Could you write out the records below exactly as they appear?

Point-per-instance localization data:
↓↓↓

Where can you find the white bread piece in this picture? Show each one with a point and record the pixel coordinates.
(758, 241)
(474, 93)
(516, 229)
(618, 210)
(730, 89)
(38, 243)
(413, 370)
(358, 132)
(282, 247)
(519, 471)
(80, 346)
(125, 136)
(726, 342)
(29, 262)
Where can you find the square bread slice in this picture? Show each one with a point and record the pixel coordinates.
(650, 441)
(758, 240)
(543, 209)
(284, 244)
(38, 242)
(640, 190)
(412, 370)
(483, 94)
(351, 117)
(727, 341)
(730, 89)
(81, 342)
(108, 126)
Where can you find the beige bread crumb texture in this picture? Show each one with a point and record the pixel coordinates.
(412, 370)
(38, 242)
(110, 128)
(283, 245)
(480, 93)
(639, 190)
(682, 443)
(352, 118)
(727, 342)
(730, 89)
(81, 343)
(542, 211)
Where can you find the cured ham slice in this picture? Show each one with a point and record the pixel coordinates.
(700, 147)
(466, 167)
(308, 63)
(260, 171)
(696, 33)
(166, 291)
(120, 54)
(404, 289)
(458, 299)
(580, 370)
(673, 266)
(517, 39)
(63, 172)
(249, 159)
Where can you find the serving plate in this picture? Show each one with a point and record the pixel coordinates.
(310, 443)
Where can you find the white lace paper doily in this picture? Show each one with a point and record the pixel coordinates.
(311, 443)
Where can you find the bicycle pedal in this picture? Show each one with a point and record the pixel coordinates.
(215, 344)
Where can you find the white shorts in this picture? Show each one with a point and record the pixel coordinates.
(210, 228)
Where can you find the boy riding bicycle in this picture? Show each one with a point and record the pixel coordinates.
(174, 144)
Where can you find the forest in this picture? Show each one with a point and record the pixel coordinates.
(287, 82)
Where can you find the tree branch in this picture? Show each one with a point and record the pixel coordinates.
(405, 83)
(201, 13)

↑↑↑

## Result of this task
Where can you find the white bread piece in this picture? Show each one with a point and record the pixel coordinates.
(758, 241)
(474, 93)
(516, 229)
(618, 210)
(730, 89)
(38, 243)
(413, 370)
(358, 132)
(282, 247)
(519, 471)
(80, 346)
(125, 136)
(726, 342)
(29, 262)
Where can you find the square bread slice in this picture? Show each one with a point and record the pixel coordinates.
(650, 441)
(758, 240)
(543, 209)
(284, 244)
(38, 242)
(640, 190)
(412, 370)
(483, 94)
(351, 117)
(727, 341)
(730, 89)
(81, 342)
(108, 126)
Where can you find the beige bread crumb texture in this picture? Show each one with a point and record the pixel coordinates.
(412, 370)
(38, 242)
(110, 128)
(283, 245)
(480, 93)
(639, 190)
(682, 443)
(352, 118)
(727, 342)
(730, 89)
(81, 343)
(542, 211)
Where can you find the cured ham slice in this picture? Show each one with a point and record the pixel coordinates.
(700, 147)
(466, 167)
(308, 63)
(260, 171)
(696, 33)
(166, 291)
(120, 54)
(404, 289)
(458, 299)
(580, 370)
(673, 266)
(517, 39)
(63, 172)
(249, 159)
Where can you find the serving plate in this picture? Show each one with a point and record the pixel coordinates.
(310, 443)
Where can you find the white lace paper doily in this picture? Show each one with a point and record the pixel coordinates.
(311, 443)
Where can you find the bicycle pedal in this picture? Show each one with a point and record the pixel coordinates.
(215, 344)
Where can you find the white shorts in this picture? Show each one with a point and record the pixel coordinates.
(210, 228)
Where can you find the boy riding bicycle in this picture? Show each one with a point and record the pixel coordinates.
(174, 144)
Where can you find the forest in this picture? Show each one with a point and record the pixel coordinates.
(287, 82)
Where can you find the tree branch in this picture? Show each one with a point and record the pixel coordinates.
(405, 83)
(201, 13)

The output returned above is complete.